**Page extract:**
--------------------
Development of the CLASI as a Tool to Measure Disease Severity and Responsiveness to Therapy in Cutaneous Lupus Erythematosus

Rachel Klein et al. Arch Dermatol.


Objective: To determine how to use the Cutaneous Lupus Erythematosus Disease Area and Severity Index (CLASI) to classify patients according to disease severity (mild, moderate, and severe) and to identify which patients respond to therapy.

Design: Cohort.

Setting: The connective-tissue disease clinic at the Hospital of the University of Pennsylvania, Philadelphia.

Patients: Seventy-five patients with clinical or histopathologic evidence of cutaneous lupus erythematosus or systemic lupus erythematosus were included in the study.

Main outcome measures: The CLASI, Skindex-29, and the physician's subjective assessment of severity and improvement were completed at every visit.

Results: Disease severity was assessed with 45 patient visits. Mild, moderate, and severe disease corresponded with CLASI activity score ranges of 0 to 9, 10 to 20, and 21 to 70, respectively. Improvement in disease activity was assessed in 74 patients. A clinical improvement was associated with a mean 3-point or 18% decrease in the CLASI activity score. However, receiver operating characteristic analysis demonstrated an increased percentage of patients correctly classified when a 4-point (sensitivity, 39%; specificity, 93%; correctly classified, 76%) or 20% (sensitivity, 46%; specificity, 78%; correctly classified, 67%) decrease in the CLASI activity score was used instead to identify improvement.

Conclusion: The CLASI can be used to classify patients into groups according to disease severity and to identify clinically significant improvements in disease activity.
--------------------
Natural language region descriptions
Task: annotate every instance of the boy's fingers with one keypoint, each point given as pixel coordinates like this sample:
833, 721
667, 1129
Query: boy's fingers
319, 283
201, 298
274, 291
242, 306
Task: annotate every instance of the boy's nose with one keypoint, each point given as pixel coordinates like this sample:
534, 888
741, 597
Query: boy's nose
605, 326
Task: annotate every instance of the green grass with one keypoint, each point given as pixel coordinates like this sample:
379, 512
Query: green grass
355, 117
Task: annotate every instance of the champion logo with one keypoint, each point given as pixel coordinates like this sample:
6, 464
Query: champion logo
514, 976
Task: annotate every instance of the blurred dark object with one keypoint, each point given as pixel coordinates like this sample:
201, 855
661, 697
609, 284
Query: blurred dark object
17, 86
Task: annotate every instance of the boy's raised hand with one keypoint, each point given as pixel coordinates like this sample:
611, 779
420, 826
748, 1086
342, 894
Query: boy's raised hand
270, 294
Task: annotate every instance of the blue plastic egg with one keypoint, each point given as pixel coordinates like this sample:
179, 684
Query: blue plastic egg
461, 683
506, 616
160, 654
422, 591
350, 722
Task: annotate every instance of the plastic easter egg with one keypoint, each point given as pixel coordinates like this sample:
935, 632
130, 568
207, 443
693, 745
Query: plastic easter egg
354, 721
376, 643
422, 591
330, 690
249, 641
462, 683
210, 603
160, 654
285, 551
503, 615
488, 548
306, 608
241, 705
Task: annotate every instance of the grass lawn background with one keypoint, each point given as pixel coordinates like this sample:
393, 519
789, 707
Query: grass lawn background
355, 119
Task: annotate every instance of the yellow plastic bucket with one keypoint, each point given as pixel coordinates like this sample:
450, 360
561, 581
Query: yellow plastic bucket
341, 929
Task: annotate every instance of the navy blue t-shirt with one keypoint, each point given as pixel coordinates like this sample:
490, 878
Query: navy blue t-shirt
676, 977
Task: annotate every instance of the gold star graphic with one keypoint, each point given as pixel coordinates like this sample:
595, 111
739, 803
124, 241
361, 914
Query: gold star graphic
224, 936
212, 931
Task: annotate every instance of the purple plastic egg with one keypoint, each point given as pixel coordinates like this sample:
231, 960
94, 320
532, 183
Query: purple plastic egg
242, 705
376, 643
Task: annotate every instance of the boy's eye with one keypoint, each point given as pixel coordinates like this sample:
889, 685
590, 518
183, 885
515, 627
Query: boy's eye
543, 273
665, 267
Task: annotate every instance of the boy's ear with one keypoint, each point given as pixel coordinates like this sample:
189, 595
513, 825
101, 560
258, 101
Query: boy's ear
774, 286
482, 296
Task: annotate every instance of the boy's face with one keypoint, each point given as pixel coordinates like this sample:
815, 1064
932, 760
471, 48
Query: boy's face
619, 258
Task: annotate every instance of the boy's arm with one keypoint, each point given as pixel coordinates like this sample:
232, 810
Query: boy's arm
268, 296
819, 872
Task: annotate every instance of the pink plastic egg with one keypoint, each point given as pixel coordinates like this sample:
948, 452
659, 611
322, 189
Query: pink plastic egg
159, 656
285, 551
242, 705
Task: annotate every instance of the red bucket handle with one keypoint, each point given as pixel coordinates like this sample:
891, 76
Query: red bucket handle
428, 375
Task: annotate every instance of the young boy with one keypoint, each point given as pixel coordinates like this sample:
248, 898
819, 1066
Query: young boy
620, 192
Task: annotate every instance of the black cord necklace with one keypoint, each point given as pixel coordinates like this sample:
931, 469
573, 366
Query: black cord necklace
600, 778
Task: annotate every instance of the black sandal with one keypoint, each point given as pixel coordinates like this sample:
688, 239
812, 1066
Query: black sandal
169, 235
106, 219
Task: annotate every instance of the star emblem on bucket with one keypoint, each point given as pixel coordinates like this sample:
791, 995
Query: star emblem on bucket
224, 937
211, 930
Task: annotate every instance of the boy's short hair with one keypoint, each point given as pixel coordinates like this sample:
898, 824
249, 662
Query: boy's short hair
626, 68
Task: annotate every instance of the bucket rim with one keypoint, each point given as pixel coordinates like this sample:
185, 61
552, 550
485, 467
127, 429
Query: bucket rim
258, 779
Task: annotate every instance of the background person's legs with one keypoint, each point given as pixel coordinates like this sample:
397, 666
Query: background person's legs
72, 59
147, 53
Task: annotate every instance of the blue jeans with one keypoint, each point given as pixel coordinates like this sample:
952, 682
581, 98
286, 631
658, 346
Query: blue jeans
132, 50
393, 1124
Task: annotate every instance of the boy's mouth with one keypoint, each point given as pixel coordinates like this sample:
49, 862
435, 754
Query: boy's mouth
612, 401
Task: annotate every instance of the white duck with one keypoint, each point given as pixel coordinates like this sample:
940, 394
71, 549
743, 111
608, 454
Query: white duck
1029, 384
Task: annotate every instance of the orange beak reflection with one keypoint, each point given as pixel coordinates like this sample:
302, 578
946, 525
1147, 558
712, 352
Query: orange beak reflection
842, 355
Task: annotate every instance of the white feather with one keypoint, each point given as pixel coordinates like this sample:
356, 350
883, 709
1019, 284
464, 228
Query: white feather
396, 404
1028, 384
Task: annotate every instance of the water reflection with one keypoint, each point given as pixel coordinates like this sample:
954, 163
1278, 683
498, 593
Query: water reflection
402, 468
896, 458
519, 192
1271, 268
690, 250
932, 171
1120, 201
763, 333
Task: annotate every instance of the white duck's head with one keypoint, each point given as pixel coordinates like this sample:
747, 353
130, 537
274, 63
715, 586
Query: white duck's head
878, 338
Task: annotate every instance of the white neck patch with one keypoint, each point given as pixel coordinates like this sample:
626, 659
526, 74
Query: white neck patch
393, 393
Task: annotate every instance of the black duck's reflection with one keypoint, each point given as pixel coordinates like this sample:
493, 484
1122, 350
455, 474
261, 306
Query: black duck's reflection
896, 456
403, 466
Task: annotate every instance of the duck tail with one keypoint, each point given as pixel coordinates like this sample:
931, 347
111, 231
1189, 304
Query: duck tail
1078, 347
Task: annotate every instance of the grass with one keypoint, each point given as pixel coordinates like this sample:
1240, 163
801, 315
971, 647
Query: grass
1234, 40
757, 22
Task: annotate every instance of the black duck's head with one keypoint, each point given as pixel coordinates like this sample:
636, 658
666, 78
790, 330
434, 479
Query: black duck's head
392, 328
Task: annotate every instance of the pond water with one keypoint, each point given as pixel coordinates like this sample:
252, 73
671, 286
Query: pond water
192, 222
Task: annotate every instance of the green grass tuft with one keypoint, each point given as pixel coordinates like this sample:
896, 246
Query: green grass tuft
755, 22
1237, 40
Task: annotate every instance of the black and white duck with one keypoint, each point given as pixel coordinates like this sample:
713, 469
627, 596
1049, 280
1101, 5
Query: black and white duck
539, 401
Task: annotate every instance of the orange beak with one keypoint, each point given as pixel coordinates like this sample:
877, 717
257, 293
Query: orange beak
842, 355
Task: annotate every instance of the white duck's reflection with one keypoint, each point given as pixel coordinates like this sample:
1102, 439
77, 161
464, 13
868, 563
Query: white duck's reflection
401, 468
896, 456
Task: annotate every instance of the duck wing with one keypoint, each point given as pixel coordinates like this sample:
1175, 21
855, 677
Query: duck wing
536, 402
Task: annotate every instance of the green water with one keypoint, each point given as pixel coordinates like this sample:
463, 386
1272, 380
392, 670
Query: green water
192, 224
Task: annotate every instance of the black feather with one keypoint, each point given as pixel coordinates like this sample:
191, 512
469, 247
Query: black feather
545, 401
--------------------
Copy the passage of the CLASI study abstract between "Conclusion: The CLASI" and "in disease activity.", inclusive, word for word.

**Exercise result:**
Conclusion: The CLASI can be used to classify patients into groups according to disease severity and to identify clinically significant improvements in disease activity.